((

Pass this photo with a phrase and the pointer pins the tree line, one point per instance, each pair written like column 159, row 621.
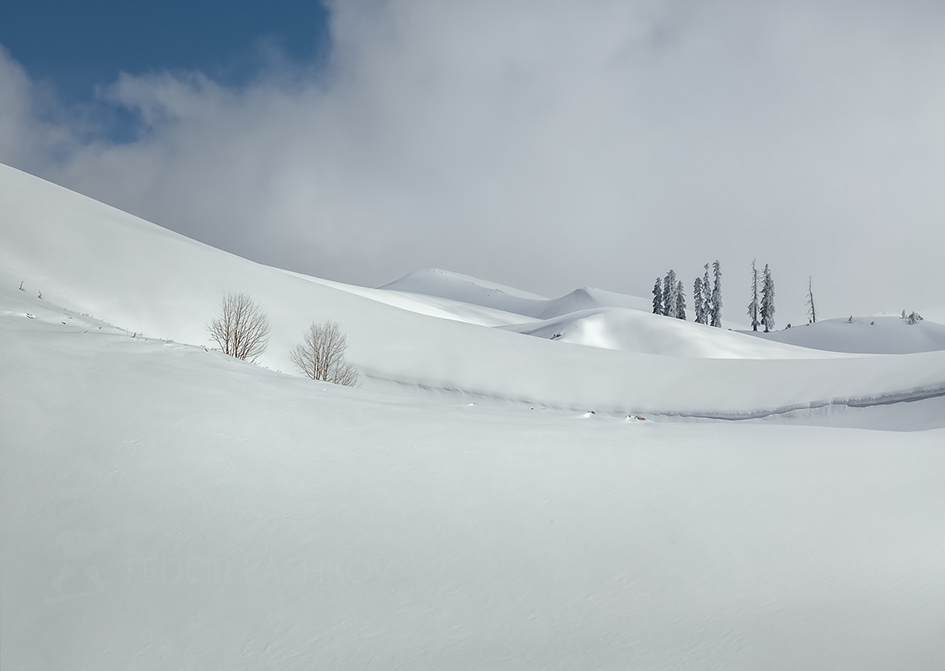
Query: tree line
column 669, row 298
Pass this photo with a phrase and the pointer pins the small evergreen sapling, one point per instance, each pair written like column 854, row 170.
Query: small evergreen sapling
column 767, row 300
column 753, row 305
column 717, row 295
column 658, row 297
column 680, row 301
column 697, row 301
column 811, row 310
column 669, row 294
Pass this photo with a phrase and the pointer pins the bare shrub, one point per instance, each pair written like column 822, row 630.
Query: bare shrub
column 242, row 329
column 321, row 356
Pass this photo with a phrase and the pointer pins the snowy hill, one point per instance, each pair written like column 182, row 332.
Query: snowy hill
column 166, row 506
column 869, row 335
column 644, row 333
column 90, row 258
column 454, row 286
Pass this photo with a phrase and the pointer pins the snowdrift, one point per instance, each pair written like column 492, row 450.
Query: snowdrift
column 93, row 259
column 644, row 333
column 171, row 508
column 458, row 287
column 868, row 335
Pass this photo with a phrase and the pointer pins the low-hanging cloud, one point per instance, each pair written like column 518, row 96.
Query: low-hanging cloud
column 549, row 145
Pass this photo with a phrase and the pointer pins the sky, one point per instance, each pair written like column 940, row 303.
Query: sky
column 544, row 144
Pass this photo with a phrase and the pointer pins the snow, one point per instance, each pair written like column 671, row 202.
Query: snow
column 873, row 335
column 487, row 499
column 90, row 258
column 167, row 507
column 634, row 331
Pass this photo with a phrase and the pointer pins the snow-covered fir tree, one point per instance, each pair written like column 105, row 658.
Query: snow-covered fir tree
column 811, row 310
column 753, row 305
column 716, row 313
column 767, row 300
column 706, row 296
column 658, row 297
column 697, row 301
column 669, row 294
column 680, row 301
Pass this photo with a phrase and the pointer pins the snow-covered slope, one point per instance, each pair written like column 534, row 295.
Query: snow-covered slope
column 166, row 507
column 454, row 286
column 635, row 331
column 90, row 258
column 873, row 335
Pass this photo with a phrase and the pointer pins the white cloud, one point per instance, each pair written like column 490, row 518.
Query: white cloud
column 554, row 144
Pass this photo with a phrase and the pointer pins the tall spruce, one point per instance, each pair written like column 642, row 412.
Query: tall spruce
column 697, row 301
column 767, row 300
column 753, row 305
column 706, row 295
column 680, row 301
column 811, row 310
column 658, row 297
column 717, row 295
column 669, row 294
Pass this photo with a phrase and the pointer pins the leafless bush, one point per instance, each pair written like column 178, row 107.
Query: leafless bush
column 242, row 329
column 321, row 356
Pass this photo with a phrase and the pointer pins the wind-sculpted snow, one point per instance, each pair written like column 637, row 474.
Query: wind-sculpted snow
column 170, row 507
column 89, row 258
column 635, row 331
column 457, row 287
column 870, row 335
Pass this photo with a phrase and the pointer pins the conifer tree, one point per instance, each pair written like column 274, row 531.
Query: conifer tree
column 669, row 294
column 811, row 310
column 767, row 300
column 697, row 301
column 658, row 297
column 680, row 301
column 753, row 305
column 717, row 295
column 706, row 295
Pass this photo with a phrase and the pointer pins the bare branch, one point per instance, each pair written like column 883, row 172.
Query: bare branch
column 242, row 329
column 321, row 355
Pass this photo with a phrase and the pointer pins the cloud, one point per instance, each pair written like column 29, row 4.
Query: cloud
column 551, row 145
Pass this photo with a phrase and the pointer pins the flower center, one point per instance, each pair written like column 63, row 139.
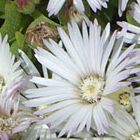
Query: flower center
column 91, row 89
column 7, row 124
column 2, row 83
column 135, row 136
column 124, row 98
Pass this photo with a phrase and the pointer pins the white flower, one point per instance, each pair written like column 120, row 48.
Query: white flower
column 11, row 83
column 92, row 67
column 39, row 131
column 54, row 6
column 122, row 6
column 124, row 126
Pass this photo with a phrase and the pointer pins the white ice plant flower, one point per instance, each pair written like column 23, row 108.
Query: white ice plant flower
column 54, row 6
column 124, row 126
column 92, row 67
column 14, row 117
column 11, row 81
column 122, row 6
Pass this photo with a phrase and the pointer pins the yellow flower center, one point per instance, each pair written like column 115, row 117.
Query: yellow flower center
column 135, row 136
column 91, row 89
column 7, row 124
column 124, row 98
column 2, row 83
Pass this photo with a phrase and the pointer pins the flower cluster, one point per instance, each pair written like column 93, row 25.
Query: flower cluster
column 77, row 78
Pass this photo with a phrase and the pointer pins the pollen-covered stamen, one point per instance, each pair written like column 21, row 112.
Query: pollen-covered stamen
column 7, row 124
column 135, row 136
column 91, row 89
column 124, row 98
column 2, row 83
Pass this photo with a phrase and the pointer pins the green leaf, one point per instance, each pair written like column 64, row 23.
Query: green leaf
column 2, row 5
column 13, row 20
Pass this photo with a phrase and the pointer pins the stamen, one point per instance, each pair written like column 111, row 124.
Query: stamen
column 91, row 89
column 135, row 136
column 124, row 98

))

### WHAT THIS TASK INVOLVES
Convert every line of the data above into a Markdown table with a "Row" column holding the row number and a "Line" column holding the line itself. Skip blank lines and leave out the pictures.

### WORKED ANSWER
| Row | Line |
|---|---|
| 1 | Pass this photo with a phrase and the pointer pins the tree line, one point per instance, each pair written like column 159, row 621. |
| 2 | Query: tree line |
| 3 | column 669, row 298 |
| 4 | Pass this photo with a phrase and the pointer pins the small evergreen sapling, one point per instance, each pair written like column 854, row 170. |
| 5 | Query: small evergreen sapling |
| 6 | column 767, row 300 |
| 7 | column 753, row 305 |
| 8 | column 717, row 295 |
| 9 | column 658, row 297 |
| 10 | column 680, row 301 |
| 11 | column 697, row 301 |
| 12 | column 811, row 310 |
| 13 | column 669, row 294 |
| 14 | Pass this photo with a phrase and the pointer pins the bare shrub, one point per instance, each pair written like column 822, row 630. |
| 15 | Query: bare shrub |
| 16 | column 242, row 329 |
| 17 | column 321, row 356 |
| 18 | Pass this photo with a phrase and the pointer pins the snowy hill, one point per instance, each pair written like column 182, row 332. |
| 19 | Query: snowy hill |
| 20 | column 166, row 506 |
| 21 | column 869, row 335 |
| 22 | column 644, row 333 |
| 23 | column 90, row 258 |
| 24 | column 454, row 286 |
| 25 | Pass this photo with a phrase and the pointer pins the snowdrift, one point per instance, each pair written like column 492, row 450. |
| 26 | Query: snowdrift |
| 27 | column 93, row 259 |
| 28 | column 644, row 333 |
| 29 | column 171, row 508 |
| 30 | column 458, row 287 |
| 31 | column 868, row 335 |
| 32 | Pass this photo with a phrase and the pointer pins the low-hanging cloud, one point per instance, each pair written like column 518, row 96. |
| 33 | Query: low-hanging cloud |
| 34 | column 549, row 145 |
| 35 | Pass this photo with a phrase and the pointer pins the sky, one point per instance, each pair written like column 940, row 303. |
| 36 | Query: sky |
| 37 | column 544, row 144 |
| 38 | Pass this photo with a phrase and the pointer pins the snow, one point per instance, each pair written like column 671, row 202. |
| 39 | Query: snow |
| 40 | column 873, row 335 |
| 41 | column 487, row 499 |
| 42 | column 90, row 258 |
| 43 | column 167, row 507 |
| 44 | column 634, row 331 |
| 45 | Pass this photo with a phrase and the pointer pins the snow-covered fir tree, one point per instance, each pair written like column 105, row 658. |
| 46 | Query: snow-covered fir tree |
| 47 | column 811, row 310 |
| 48 | column 753, row 305 |
| 49 | column 716, row 313 |
| 50 | column 767, row 300 |
| 51 | column 706, row 296 |
| 52 | column 658, row 297 |
| 53 | column 697, row 301 |
| 54 | column 669, row 294 |
| 55 | column 680, row 301 |
| 56 | Pass this photo with a phrase and the pointer pins the snow-covered slope, one point per instance, each pair written like column 534, row 295. |
| 57 | Query: snow-covered slope |
| 58 | column 166, row 507 |
| 59 | column 454, row 286 |
| 60 | column 635, row 331 |
| 61 | column 90, row 258 |
| 62 | column 873, row 335 |
| 63 | Pass this photo with a phrase and the pointer pins the white cloud, one point per instance, each pair written like column 490, row 518. |
| 64 | Query: white cloud |
| 65 | column 554, row 144 |
| 66 | Pass this photo with a phrase and the pointer pins the tall spruce, one point per instance, each pair written like column 642, row 412. |
| 67 | Query: tall spruce |
| 68 | column 697, row 301 |
| 69 | column 767, row 300 |
| 70 | column 753, row 305 |
| 71 | column 706, row 295 |
| 72 | column 680, row 301 |
| 73 | column 811, row 310 |
| 74 | column 658, row 297 |
| 75 | column 717, row 295 |
| 76 | column 669, row 294 |
| 77 | Pass this photo with a phrase and the pointer pins the leafless bush, one point per instance, each pair written like column 178, row 107. |
| 78 | Query: leafless bush |
| 79 | column 242, row 329 |
| 80 | column 321, row 356 |
| 81 | Pass this photo with a phrase and the pointer pins the wind-sculpted snow, one point per instance, each pair written like column 637, row 474. |
| 82 | Query: wind-sculpted snow |
| 83 | column 170, row 507 |
| 84 | column 89, row 258 |
| 85 | column 635, row 331 |
| 86 | column 457, row 287 |
| 87 | column 870, row 335 |
| 88 | Pass this photo with a phrase and the pointer pins the conifer tree, one point per instance, each pair written like column 274, row 531. |
| 89 | Query: conifer tree |
| 90 | column 669, row 294 |
| 91 | column 811, row 310 |
| 92 | column 767, row 300 |
| 93 | column 697, row 301 |
| 94 | column 658, row 297 |
| 95 | column 680, row 301 |
| 96 | column 753, row 305 |
| 97 | column 717, row 295 |
| 98 | column 706, row 295 |
| 99 | Pass this photo with a phrase and the pointer pins the bare branch, one point per instance, each pair written like column 883, row 172. |
| 100 | Query: bare branch |
| 101 | column 242, row 329 |
| 102 | column 321, row 355 |
| 103 | Pass this photo with a phrase and the pointer pins the cloud, one point per instance, each pair written like column 29, row 4. |
| 104 | Query: cloud |
| 105 | column 551, row 145 |
| 106 | Pass this photo with a phrase and the pointer pins the flower center, one point per instance, each pair written like column 63, row 139. |
| 107 | Query: flower center |
| 108 | column 91, row 89 |
| 109 | column 7, row 124 |
| 110 | column 2, row 83 |
| 111 | column 135, row 136 |
| 112 | column 124, row 98 |
| 113 | Pass this photo with a phrase and the pointer pins the white flower, one point per instance, each pair written like column 120, row 48. |
| 114 | Query: white flower |
| 115 | column 11, row 83 |
| 116 | column 92, row 67 |
| 117 | column 39, row 131 |
| 118 | column 54, row 6 |
| 119 | column 122, row 6 |
| 120 | column 124, row 126 |
| 121 | Pass this photo with a phrase and the pointer pins the white ice plant flower, one point per instance, each pair written like column 23, row 108. |
| 122 | Query: white ice plant flower |
| 123 | column 54, row 6 |
| 124 | column 124, row 126 |
| 125 | column 92, row 67 |
| 126 | column 14, row 117 |
| 127 | column 11, row 81 |
| 128 | column 122, row 6 |
| 129 | Pass this photo with a phrase and the pointer pins the yellow flower center, one point per instance, each pair written like column 115, row 117. |
| 130 | Query: yellow flower center |
| 131 | column 135, row 136 |
| 132 | column 91, row 89 |
| 133 | column 7, row 124 |
| 134 | column 124, row 98 |
| 135 | column 2, row 83 |
| 136 | Pass this photo with a phrase and the pointer pins the flower cluster, one point per instance, each pair written like column 93, row 25. |
| 137 | Query: flower cluster |
| 138 | column 77, row 78 |
| 139 | Pass this photo with a phrase and the pointer pins the pollen-covered stamen, one point per instance, each pair written like column 21, row 112. |
| 140 | Query: pollen-covered stamen |
| 141 | column 7, row 124 |
| 142 | column 135, row 136 |
| 143 | column 91, row 89 |
| 144 | column 124, row 98 |
| 145 | column 2, row 83 |
| 146 | Pass this photo with a phrase and the pointer pins the green leaf, one point per instance, each pair written like column 64, row 23. |
| 147 | Query: green leaf |
| 148 | column 2, row 5 |
| 149 | column 13, row 20 |
| 150 | Pass this photo with a phrase and the pointer pins the stamen, one point per instance, each pair written like column 111, row 124. |
| 151 | Query: stamen |
| 152 | column 91, row 89 |
| 153 | column 135, row 136 |
| 154 | column 124, row 98 |